[Items from a data source]
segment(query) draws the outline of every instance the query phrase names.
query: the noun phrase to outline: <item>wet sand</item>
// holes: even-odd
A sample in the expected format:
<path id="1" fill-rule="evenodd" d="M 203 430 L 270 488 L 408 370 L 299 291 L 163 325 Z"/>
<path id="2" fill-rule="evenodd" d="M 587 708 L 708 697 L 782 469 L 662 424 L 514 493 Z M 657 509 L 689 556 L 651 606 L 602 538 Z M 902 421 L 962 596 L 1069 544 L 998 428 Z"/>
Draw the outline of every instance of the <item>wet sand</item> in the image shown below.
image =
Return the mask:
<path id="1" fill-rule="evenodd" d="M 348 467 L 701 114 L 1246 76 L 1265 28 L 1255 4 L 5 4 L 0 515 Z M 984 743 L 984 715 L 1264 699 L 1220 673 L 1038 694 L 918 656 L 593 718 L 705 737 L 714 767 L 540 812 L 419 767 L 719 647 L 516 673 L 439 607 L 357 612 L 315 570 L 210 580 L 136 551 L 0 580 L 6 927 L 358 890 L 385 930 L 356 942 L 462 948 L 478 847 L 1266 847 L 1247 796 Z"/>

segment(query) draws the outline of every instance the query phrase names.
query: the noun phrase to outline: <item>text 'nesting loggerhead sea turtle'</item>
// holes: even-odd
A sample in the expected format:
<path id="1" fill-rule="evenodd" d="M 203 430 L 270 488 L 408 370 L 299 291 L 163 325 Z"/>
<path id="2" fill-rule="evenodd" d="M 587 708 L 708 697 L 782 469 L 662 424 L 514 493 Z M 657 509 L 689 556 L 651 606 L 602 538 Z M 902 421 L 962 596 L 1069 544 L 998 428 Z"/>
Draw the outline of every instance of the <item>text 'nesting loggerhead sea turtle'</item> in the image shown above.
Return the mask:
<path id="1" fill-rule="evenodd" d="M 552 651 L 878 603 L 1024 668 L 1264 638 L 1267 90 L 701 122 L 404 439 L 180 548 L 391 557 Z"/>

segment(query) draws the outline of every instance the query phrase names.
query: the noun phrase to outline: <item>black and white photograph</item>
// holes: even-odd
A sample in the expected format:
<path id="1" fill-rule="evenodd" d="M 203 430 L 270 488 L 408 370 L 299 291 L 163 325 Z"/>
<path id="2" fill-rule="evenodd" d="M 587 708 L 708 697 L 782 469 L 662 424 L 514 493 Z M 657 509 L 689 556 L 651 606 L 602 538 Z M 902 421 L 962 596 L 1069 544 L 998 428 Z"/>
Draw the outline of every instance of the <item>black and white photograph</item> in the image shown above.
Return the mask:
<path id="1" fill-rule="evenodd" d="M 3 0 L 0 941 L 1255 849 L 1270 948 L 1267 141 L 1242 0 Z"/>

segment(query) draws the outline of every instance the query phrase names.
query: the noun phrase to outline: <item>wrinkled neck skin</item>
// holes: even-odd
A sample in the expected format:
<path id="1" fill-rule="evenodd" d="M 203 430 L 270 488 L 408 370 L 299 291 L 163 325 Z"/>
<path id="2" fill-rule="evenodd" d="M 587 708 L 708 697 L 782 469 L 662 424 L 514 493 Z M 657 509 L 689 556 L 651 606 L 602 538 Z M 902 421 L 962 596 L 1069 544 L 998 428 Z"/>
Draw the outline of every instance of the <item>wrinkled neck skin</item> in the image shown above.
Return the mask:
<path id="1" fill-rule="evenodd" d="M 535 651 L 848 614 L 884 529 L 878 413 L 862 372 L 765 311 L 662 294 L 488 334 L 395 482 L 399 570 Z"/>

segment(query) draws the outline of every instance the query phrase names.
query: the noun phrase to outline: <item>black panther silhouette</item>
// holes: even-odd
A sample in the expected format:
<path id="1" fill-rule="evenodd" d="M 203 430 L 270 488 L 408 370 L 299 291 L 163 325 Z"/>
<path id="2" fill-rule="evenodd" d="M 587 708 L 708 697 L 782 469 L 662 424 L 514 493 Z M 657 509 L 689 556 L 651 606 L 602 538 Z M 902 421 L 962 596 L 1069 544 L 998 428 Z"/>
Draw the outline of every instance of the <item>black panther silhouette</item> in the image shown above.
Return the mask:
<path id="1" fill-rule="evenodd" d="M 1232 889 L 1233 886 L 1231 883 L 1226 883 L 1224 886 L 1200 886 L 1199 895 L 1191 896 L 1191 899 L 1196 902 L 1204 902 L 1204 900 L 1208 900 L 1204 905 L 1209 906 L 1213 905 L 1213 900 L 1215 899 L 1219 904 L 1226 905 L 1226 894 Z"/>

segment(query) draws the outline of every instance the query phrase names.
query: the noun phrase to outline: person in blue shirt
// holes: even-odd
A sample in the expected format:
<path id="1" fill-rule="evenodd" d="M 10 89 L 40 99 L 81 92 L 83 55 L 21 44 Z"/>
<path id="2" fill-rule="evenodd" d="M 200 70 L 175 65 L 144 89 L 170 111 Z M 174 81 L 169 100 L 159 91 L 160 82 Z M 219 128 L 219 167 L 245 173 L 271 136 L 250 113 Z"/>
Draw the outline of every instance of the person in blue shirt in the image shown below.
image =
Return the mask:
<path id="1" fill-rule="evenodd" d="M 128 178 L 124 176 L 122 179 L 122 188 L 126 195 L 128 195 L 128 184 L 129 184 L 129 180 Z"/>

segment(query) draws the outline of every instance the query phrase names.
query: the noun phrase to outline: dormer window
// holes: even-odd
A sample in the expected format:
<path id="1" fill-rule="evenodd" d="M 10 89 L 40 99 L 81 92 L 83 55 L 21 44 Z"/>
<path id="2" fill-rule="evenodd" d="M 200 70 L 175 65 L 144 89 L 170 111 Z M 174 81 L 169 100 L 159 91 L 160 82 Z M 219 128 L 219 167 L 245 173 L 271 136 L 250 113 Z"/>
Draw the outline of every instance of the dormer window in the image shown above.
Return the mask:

• [What to produce] Find every line in the records above that contains the word "neck", and copy each one.

• [Reply]
query: the noun phrase to outline: <item>wrinkled neck skin</item>
Draw the outline of every instance of the <item>wrinkled neck skin</item> in the image shown above.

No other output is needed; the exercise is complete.